(Saved entries)
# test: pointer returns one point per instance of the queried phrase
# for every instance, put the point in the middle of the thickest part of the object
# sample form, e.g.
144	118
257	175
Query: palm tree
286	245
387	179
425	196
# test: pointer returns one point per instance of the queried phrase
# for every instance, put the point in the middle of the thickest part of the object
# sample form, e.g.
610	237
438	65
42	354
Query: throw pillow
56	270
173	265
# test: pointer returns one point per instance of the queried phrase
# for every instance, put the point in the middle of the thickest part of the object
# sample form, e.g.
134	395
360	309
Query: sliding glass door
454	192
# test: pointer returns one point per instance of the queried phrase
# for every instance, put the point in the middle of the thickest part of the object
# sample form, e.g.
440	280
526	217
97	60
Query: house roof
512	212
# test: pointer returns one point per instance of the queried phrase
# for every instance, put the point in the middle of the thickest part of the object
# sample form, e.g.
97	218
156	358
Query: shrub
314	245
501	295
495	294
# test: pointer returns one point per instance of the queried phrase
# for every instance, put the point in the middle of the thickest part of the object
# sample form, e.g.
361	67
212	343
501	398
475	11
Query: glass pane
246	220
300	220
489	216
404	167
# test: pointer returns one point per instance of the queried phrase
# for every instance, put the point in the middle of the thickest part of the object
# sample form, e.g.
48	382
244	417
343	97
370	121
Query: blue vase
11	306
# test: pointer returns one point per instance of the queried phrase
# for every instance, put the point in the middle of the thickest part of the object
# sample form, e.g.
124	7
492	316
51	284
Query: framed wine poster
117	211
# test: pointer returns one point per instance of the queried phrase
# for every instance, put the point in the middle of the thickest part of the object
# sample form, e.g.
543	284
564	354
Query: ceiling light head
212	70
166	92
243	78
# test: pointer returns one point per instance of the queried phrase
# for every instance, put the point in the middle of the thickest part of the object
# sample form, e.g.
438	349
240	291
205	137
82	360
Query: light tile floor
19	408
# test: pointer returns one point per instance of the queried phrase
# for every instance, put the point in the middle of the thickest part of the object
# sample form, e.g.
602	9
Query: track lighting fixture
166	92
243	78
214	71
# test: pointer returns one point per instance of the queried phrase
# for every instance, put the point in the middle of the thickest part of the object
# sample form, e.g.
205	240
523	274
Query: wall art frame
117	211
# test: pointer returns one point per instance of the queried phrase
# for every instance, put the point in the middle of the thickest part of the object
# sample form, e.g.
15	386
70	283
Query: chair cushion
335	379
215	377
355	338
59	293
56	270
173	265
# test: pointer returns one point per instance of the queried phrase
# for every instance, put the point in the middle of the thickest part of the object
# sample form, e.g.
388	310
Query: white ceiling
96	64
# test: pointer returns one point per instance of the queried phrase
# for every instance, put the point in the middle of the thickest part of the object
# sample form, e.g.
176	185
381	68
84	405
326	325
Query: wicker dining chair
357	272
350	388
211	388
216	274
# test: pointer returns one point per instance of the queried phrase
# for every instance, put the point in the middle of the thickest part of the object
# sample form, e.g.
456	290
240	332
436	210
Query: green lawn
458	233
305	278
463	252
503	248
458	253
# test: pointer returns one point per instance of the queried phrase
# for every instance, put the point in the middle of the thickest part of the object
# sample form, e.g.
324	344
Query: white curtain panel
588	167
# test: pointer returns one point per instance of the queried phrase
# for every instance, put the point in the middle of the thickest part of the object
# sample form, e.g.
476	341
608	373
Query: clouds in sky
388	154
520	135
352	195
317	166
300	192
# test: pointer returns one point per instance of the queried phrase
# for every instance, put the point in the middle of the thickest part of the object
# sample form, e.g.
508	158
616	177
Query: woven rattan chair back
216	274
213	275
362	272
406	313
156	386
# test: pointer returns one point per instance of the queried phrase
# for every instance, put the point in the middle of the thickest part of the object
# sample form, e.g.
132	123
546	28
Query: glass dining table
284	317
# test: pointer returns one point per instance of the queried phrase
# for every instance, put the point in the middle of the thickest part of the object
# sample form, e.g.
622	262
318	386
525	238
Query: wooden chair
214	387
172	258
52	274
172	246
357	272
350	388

* _WHAT IS BEING ASKED_
Write the entries out again verbatim, every one of them.

* _RESPONSE TO THE TASK_
# test: pointer returns one point per instance of the queried phrase
# for every instance, put the point in the middle of the thickest part of the object
# sample form, e.g.
144	118
257	175
Query: palm tree
286	245
387	179
425	196
# test: pointer returns one point per instance of the queried phrase
# for every instance, put the point in the middle of the thickest part of the object
# sample form, e.g.
610	237
438	65
42	354
Query: throw pillow
56	270
173	265
# test: pointer returns one point per instance of the queried phrase
# for every instance, put the point in the middle of the thickest part of the object
# sample form, e.g.
134	395
360	309
Query: sliding glass door
454	192
# test: pointer returns one point per instance of the queried phrase
# for every instance, put the point in the middle of the thickest part of the object
# sample form, e.g.
440	280
526	217
97	60
Query: house roof
512	212
# test: pointer returns one point per instance of the queried phrase
# for every instance, put the point in the middle of the thickest part of the object
# sample form, e.g.
97	218
156	358
Query: shrub
314	245
501	295
495	294
# test: pointer returns one point per instance of the queried phrase
# for every instance, put the point in the middle of the thickest part of the object
# sample form, e.g.
361	67
212	343
501	398
475	11
Query: glass pane
246	220
300	220
489	216
404	167
# test: pointer returns one point per instance of the queried phrase
# for every instance, put the point in the middle of the thickest part of the object
# sample form, e.g.
48	382
244	417
343	97
370	121
Query: blue vase
11	306
# test: pointer returns one point per instance of the queried phrase
# for every instance, put the point in the middle of the thickest part of the object
# sample form, e.g.
124	7
492	316
51	284
Query: framed wine poster
117	211
# test: pointer returns one point per instance of the queried phrase
# for every instance, put the point in the middle of the thickest part of the object
# sample form, e.g.
543	284
564	354
Query: ceiling light head
212	70
166	92
243	78
# test: pointer returns one point per instance of the queried phrase
# for every instance, put the point in the middle of the thickest part of the object
# sample form, e.g.
438	349
240	291
205	137
82	360
Query: light tile floor
19	408
# test: pointer returns one point per instance of the queried phrase
# for every instance, put the point in the middle of the thickest part of the object
# sample form, e.g.
602	9
Query: track lighting fixture
166	92
243	78
214	71
# test: pointer returns one point per instance of the queried phrase
# for every instance, put the point in the middle of the thickest part of the object
# sample form, e.g.
205	240
523	274
Query: wall art frame
117	211
# test: pointer returns one point per instance of the queried phrase
# for every instance, put the point in the middle of the thickest part of the object
# sample form, e.g.
15	386
70	283
Query: chair cushion
335	379
215	377
355	338
59	293
56	270
173	265
# test: pointer returns one point per instance of the queried phrase
# for every instance, put the point in the middle of the thickest part of the object
# sample form, e.g.
388	310
Query: white ceiling
96	64
# test: pointer returns one point per instance of the queried phrase
# for every instance, put the point in the middle of the thickest part of the object
# sample form, e.g.
176	185
381	68
84	405
326	325
Query: wicker dining chair
357	272
350	388
211	388
216	274
# test: pointer returns one point per instance of the queried phrase
# for every instance, put the point in the middle of the thickest part of the object
# sample form, e.g.
456	290
240	332
436	210
Query: green lawn
458	233
305	278
463	252
503	248
458	253
# test: pointer returns one point per instance of the queried phrase
# for every instance, put the point in the middle of the thickest part of the object
# sample form, e.g.
324	344
Query: white curtain panel
588	167
# test: pointer returns one point per instance of the queried phrase
# for every instance, put the point in the middle of the thickest part of the object
# sample form, e.g.
476	341
608	373
Query: clouds in sky
388	154
520	135
352	195
317	166
300	192
# test: pointer returns one point per instance of the queried phrase
# for every instance, put the point in the middle of the thickest part of the object
# sample form, e.g.
508	158
616	177
Query: woven rattan chair back
216	274
213	275
362	272
406	313
156	386
# test: pointer returns one point per instance of the queried phrase
# for every instance, put the point in the middle of the thickest part of the object
# sample form, e.g.
132	123
546	28
Query: glass dining table
284	317
# test: pointer returns one point per instance of the queried phrase
# for every instance, put the point in the middle of the thickest part of the object
# sample form, e.g.
622	262
318	386
525	238
Query: wooden chair
214	387
172	258
52	274
172	246
357	272
350	388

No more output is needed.